+++ Source +++

Charity Grimm Krupa (born ) is an American attorney and politician who has represented the 51st District in the Pennsylvania House of Representatives since 2023.

Early life & education 
Krupa was born into a military family near Fort Bragg in North Carolina. She graduated from Albert Gallatin High School in 1998. In 2002, she attained a Bachelor of Arts degree in history from Penn State University and a Doctor of Jurisprudence  degree from West Virginia University in 2005.

Career
Krupa formerly clerked for Fayette County, Pennsylvania Court of Common Pleas Judge Steve Leskinen. From 2012 to 2014 she served as Assistant Fayette County Public Defender.

Krupa served on the Albert Gallatin Area School Board from 2017 to 2020.

After Pennsylvania State Representative Matt Dowling was charged with driving under the influence, Krupa was selected by the Fayette County Republican Committee to replace him on the 2022 general election ballot. She went on to defeat Democrat Richard Ringer to represent the 51st District.

+++ Provided information +++

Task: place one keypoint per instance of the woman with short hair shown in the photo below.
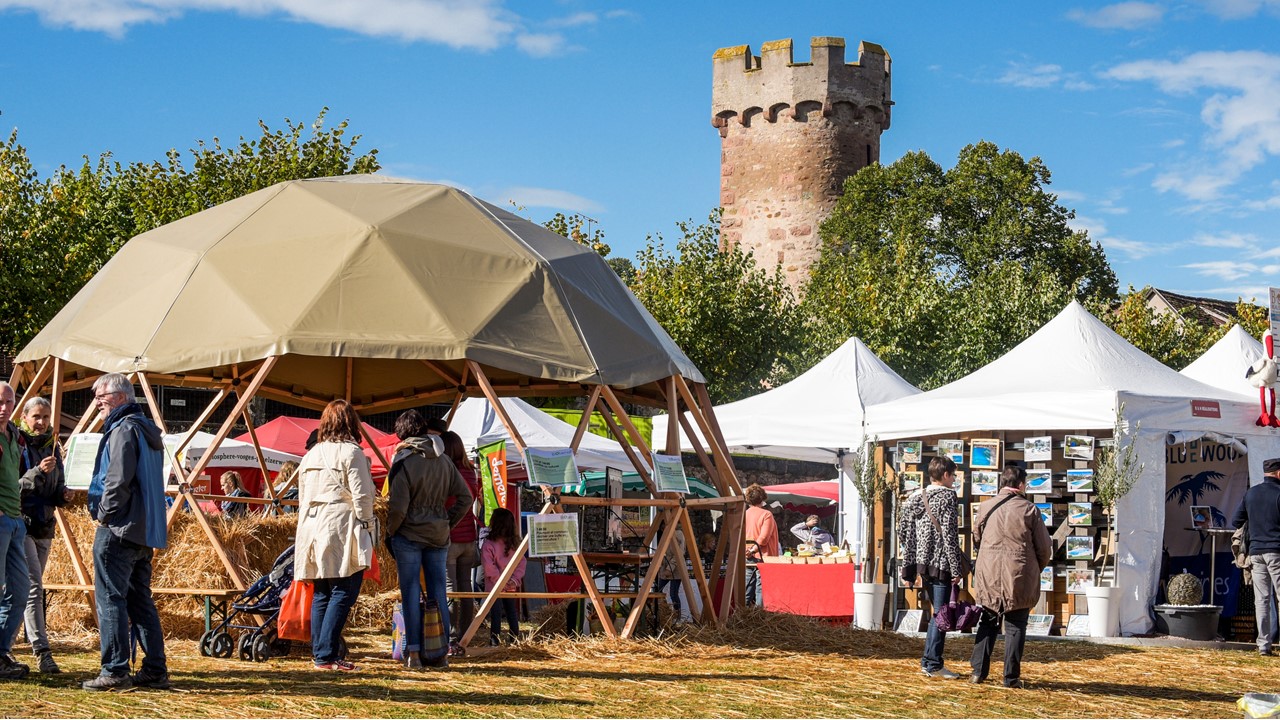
(336, 528)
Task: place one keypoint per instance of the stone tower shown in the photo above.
(790, 135)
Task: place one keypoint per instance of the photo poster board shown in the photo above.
(670, 473)
(553, 534)
(909, 620)
(1040, 624)
(553, 466)
(613, 522)
(78, 463)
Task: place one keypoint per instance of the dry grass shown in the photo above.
(760, 665)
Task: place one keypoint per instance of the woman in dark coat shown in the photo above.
(1013, 548)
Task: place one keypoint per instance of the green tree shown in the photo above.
(55, 233)
(940, 272)
(1174, 338)
(735, 320)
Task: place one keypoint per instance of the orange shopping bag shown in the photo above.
(295, 621)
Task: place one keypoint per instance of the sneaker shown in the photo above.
(108, 683)
(10, 669)
(150, 679)
(45, 662)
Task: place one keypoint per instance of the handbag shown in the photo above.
(956, 616)
(295, 620)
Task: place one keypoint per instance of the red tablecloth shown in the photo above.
(817, 591)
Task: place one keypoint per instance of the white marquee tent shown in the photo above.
(817, 417)
(478, 424)
(1072, 376)
(1224, 364)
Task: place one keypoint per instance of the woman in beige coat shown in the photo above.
(336, 528)
(1013, 548)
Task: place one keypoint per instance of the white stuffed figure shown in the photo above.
(1262, 376)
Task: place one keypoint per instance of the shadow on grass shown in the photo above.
(1136, 691)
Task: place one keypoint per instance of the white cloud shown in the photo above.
(1228, 270)
(1121, 16)
(554, 199)
(1240, 113)
(470, 24)
(1042, 76)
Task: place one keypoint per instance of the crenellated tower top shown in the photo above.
(790, 136)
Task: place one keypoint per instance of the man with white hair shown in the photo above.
(126, 497)
(13, 538)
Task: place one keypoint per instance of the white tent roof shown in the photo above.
(1224, 364)
(478, 424)
(1066, 376)
(813, 417)
(233, 454)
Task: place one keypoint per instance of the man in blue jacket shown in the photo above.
(126, 496)
(1261, 509)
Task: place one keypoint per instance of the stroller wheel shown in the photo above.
(222, 645)
(206, 647)
(261, 648)
(245, 646)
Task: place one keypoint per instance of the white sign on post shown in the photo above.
(670, 473)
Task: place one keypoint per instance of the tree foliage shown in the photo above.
(731, 318)
(940, 272)
(56, 232)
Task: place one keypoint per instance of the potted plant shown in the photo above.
(1118, 469)
(871, 483)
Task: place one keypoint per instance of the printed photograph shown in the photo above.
(1038, 449)
(1046, 513)
(984, 482)
(1078, 447)
(1079, 580)
(909, 451)
(1079, 481)
(984, 454)
(1079, 513)
(1079, 547)
(952, 450)
(1040, 482)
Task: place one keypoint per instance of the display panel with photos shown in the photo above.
(1079, 547)
(1079, 481)
(984, 454)
(1079, 514)
(910, 451)
(951, 450)
(1078, 447)
(1038, 449)
(1040, 482)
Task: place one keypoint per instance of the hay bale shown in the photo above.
(251, 543)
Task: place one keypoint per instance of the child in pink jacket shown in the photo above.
(496, 555)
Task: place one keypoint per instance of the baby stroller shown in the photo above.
(263, 598)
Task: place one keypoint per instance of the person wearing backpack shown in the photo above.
(1013, 548)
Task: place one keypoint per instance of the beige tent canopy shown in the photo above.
(391, 294)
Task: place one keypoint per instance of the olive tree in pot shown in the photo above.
(1118, 469)
(871, 483)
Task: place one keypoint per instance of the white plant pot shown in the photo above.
(1104, 611)
(869, 605)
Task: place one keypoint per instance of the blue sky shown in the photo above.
(1159, 119)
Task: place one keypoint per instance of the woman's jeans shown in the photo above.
(411, 559)
(935, 642)
(334, 597)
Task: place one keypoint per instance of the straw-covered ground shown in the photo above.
(760, 665)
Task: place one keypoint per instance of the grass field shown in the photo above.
(759, 666)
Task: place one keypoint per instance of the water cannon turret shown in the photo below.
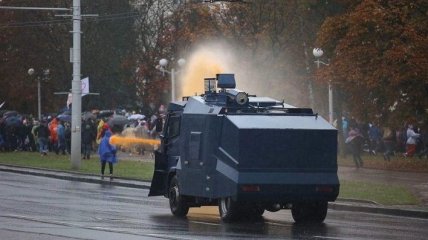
(227, 95)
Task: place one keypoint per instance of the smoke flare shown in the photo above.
(118, 140)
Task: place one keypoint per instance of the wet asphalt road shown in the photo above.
(34, 207)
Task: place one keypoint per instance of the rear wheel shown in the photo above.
(309, 212)
(229, 209)
(177, 202)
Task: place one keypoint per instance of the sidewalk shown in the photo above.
(340, 204)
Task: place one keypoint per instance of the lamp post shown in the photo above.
(318, 52)
(44, 76)
(162, 64)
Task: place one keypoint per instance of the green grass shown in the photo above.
(397, 163)
(124, 168)
(381, 193)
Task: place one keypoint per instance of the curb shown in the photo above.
(74, 176)
(340, 205)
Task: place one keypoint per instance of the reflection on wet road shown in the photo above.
(43, 208)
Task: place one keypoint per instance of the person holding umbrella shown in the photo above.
(107, 153)
(42, 132)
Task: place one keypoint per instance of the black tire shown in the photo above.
(257, 211)
(229, 209)
(177, 203)
(309, 212)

+++

• [Tasks and exercises]
1. Copy the Krupa biography word for word, from "After Pennsylvania State" to "the 51st District.".
2. Shorten the paragraph in the Krupa biography that begins "Krupa was born into a military family" into a brief list that keeps its main facts.

• [Answers to the exercise]
1.
After Pennsylvania State Representative Matt Dowling was charged with driving under the influence, Krupa was selected by the Fayette County Republican Committee to replace him on the 2022 general election ballot. She went on to defeat Democrat Richard Ringer to represent the 51st District.

2.
- Born into a military family near Fort Bragg, North Carolina
- Graduated from Albert Gallatin High School in 1998
- Earned a BA in history from Penn State University in 2002
- Earned a Doctor of Jurisprudence from West Virginia University in 2005